*GIVEN INSTRUCTION*
Your task is to extract every entry that follows word for word while excluding the pictures.

(Stored data)
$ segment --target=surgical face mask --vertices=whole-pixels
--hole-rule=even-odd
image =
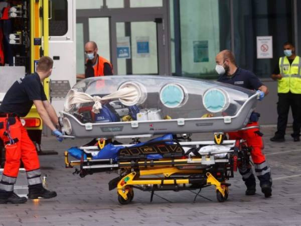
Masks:
[[[220,64],[217,64],[215,66],[215,70],[218,74],[225,74],[225,73],[226,73],[225,68],[224,68],[224,67],[223,67],[223,65],[224,63],[225,62],[224,62],[222,65],[221,65]]]
[[[292,52],[291,49],[285,49],[283,52],[284,55],[287,57],[290,57],[292,55]]]
[[[88,59],[89,59],[89,60],[93,60],[94,59],[94,52],[91,53],[87,53],[86,55],[87,57],[88,57]]]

*RESPONSE TO THE EXERCISE*
$ segment --target=surgical face mask --vertices=whole-pixels
--hole-rule=even-odd
image =
Masks:
[[[220,64],[217,64],[215,66],[215,70],[218,74],[225,74],[225,73],[226,73],[225,68],[224,68],[224,67],[223,67],[223,65],[224,63],[225,62],[224,62],[222,65],[221,65]]]
[[[292,52],[291,49],[285,49],[283,52],[284,55],[287,57],[290,57],[292,55]]]
[[[88,59],[89,59],[89,60],[93,60],[94,59],[94,52],[91,53],[87,53],[86,55],[87,57],[88,57]]]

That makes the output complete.